Required work →
Rescale the lines from the one containing "the man with" through the one containing "x=930 y=168", reproducing each line, requests included, with every point coordinate in the answers multiplied by 2 and rounded to a whole number, halves up. Return only those lines.

Material supplied →

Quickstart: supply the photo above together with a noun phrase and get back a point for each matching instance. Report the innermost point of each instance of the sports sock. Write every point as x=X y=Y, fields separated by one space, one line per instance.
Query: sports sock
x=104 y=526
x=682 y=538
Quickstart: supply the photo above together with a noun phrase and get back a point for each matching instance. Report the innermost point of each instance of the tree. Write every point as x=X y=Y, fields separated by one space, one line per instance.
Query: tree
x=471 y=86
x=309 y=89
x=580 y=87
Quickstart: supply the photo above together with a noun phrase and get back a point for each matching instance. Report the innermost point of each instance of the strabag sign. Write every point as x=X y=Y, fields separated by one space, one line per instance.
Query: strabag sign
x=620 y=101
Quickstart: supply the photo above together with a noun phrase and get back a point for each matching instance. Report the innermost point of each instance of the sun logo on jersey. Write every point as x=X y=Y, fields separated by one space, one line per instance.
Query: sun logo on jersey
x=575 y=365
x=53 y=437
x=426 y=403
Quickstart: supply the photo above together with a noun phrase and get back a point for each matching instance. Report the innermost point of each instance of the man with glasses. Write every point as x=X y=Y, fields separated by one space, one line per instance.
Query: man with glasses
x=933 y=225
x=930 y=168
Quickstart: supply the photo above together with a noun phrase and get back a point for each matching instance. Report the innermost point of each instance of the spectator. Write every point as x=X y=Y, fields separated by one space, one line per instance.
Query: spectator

Response for this exercise →
Quickstart: supply the photo above together with a noun phrase and get back a point for each matching instance. Report the innermost point of each instance of the man with glasses. Write every point as x=X y=Y, fields separated by one space, one line per instance.
Query: man with glasses
x=1866 y=450
x=1860 y=336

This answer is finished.